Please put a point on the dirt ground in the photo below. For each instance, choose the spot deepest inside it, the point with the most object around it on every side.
----
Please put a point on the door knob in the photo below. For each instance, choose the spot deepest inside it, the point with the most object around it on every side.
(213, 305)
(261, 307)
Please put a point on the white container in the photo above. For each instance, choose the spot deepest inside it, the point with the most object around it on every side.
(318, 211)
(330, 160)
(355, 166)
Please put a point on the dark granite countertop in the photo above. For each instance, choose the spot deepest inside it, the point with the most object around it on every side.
----
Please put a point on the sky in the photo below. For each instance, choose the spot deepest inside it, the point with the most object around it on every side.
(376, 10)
----
PROBLEM TO WORK ON: Retype exactly the lines above, from the one with "Please put a point on the door" through the one with "Please put a point on the dark", inclusive.

WRITTEN ANSWER:
Please put a point on the door knob in the photo below. For each instance, choose the spot deepest inside it, the point with the most object around it on every side.
(213, 305)
(261, 307)
Please put a point on the white container in the photo above. For each instance, choose the spot deepest inside it, the point with the most object around it on every side.
(318, 211)
(330, 160)
(355, 166)
Please put a point on the dark granite countertop in the photo above. For each instance, choose the spot deepest inside it, the point with the most object around it on every side.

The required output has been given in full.